Dataset records:

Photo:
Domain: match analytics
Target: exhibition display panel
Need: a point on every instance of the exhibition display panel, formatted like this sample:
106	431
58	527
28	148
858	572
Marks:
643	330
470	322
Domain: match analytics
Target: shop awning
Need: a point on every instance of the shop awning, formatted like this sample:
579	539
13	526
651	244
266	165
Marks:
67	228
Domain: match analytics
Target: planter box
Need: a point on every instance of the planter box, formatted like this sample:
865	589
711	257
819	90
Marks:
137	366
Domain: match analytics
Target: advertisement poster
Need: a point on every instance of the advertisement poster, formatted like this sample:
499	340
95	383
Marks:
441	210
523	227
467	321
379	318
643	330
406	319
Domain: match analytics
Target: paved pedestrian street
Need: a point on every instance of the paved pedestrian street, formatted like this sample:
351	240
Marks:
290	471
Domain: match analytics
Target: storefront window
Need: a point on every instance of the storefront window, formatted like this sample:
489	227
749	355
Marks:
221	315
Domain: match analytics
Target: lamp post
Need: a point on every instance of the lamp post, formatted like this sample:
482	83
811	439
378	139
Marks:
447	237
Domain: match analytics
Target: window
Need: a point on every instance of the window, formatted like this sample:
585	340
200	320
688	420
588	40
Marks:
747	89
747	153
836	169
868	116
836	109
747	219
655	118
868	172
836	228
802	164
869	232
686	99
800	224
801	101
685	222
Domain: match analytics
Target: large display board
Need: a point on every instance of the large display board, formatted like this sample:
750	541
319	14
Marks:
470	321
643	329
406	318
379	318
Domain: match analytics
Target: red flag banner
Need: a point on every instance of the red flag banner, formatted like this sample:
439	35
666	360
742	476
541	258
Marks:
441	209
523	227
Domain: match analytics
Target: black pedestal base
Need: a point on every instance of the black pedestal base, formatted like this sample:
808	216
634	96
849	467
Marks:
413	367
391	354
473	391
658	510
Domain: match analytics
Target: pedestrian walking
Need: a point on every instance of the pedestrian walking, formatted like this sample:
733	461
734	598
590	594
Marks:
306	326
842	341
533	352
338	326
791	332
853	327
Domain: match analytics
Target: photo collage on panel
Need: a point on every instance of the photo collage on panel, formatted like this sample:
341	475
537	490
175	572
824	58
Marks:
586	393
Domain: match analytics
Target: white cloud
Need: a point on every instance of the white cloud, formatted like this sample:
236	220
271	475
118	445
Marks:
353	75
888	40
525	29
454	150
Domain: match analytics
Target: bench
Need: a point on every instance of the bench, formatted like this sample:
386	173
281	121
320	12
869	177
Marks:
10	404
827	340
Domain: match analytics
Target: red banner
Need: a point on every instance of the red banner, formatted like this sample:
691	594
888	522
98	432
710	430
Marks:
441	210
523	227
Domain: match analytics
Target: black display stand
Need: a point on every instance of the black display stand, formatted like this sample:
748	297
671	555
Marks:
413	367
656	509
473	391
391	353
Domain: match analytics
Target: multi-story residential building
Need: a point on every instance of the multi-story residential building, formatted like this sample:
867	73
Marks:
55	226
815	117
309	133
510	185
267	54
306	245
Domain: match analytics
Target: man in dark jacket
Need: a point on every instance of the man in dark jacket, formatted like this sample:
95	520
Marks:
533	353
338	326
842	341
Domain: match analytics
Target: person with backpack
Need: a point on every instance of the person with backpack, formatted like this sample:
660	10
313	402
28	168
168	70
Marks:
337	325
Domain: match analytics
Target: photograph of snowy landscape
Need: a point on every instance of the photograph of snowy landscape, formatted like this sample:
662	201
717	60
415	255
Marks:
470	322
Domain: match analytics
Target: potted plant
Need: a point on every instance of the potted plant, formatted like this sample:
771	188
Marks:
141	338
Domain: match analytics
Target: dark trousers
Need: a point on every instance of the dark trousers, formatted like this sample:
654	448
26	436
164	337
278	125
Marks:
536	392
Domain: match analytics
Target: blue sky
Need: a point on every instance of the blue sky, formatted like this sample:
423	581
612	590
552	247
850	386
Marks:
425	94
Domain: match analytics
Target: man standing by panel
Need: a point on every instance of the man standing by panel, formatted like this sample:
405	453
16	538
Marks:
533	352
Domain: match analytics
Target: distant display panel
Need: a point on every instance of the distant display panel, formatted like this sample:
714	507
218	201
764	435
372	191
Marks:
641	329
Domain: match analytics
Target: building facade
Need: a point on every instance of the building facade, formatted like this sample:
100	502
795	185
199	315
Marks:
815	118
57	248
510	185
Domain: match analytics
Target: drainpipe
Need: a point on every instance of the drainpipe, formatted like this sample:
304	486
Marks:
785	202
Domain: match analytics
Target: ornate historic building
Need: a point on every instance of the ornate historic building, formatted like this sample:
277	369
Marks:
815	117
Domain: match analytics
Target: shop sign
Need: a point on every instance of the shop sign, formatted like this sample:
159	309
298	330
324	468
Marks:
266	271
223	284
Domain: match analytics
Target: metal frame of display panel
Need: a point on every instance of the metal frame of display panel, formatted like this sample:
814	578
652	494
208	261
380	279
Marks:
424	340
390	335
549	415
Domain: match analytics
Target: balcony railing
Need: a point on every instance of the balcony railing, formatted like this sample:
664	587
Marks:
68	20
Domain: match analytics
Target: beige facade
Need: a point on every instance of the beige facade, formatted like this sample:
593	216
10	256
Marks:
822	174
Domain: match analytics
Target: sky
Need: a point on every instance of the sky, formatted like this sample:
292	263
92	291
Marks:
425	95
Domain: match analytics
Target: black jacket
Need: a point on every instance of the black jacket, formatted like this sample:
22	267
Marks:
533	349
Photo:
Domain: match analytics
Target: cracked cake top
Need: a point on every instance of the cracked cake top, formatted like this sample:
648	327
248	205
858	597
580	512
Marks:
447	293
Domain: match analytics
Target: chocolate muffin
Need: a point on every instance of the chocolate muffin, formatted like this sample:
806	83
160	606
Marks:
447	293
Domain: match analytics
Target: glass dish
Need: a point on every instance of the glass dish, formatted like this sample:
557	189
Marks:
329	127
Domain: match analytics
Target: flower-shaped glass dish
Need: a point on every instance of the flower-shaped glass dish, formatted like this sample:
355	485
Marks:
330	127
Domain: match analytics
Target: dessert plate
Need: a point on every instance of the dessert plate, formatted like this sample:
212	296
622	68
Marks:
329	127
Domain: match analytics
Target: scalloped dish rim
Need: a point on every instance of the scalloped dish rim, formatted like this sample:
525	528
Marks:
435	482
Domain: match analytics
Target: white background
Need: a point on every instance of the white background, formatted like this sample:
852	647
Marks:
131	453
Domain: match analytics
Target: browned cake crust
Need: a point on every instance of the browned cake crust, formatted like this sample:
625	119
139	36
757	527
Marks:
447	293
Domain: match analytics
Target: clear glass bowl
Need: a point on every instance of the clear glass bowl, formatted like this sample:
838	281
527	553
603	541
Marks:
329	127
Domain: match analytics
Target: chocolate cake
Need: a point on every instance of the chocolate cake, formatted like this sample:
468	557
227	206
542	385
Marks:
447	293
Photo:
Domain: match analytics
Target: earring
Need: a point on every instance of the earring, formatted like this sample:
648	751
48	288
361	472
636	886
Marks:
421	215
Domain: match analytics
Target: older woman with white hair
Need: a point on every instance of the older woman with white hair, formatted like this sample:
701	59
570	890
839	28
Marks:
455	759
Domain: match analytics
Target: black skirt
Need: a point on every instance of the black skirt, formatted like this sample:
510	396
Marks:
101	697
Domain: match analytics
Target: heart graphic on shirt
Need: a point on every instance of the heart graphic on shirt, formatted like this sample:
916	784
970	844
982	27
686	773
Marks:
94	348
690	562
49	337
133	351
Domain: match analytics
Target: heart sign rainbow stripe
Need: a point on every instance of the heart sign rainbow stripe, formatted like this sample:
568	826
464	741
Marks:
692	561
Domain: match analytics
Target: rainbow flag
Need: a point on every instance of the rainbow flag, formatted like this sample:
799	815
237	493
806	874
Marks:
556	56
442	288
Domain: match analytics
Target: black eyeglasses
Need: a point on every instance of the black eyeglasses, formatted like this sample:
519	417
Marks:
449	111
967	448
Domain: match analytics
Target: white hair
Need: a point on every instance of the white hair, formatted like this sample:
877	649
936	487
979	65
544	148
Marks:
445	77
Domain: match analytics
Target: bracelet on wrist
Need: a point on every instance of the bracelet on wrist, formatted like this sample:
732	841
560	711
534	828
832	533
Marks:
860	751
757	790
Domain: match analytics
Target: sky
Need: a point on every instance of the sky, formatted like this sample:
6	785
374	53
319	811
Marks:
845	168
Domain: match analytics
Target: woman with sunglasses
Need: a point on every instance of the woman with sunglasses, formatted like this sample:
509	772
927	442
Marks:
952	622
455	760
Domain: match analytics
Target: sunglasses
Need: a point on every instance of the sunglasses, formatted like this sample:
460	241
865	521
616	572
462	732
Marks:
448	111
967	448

__REQUEST__
Count the lines in the items above that contain the string "skirt". Give only the number.

__SOLUTION FOR THIS EXERCISE__
2